■ What is needed: The result should be every line that contains the word "gray", taken from the material.

━━ Given entries

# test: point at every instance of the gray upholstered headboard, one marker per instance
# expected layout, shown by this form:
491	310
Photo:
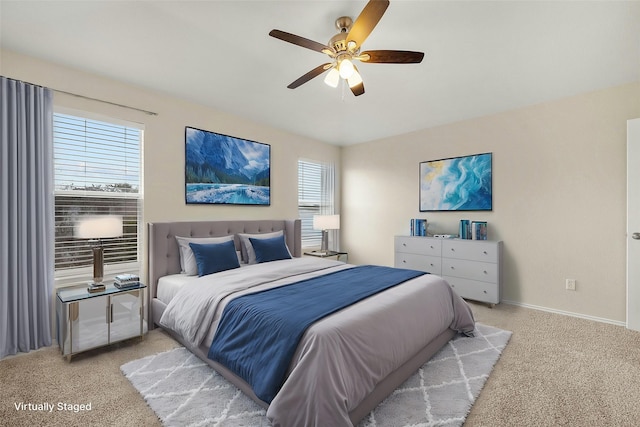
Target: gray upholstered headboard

━━━━

■ Exercise result:
# test: point at every instance of the gray upholstered headboard, one marker per instance
Target: gray upholstered headboard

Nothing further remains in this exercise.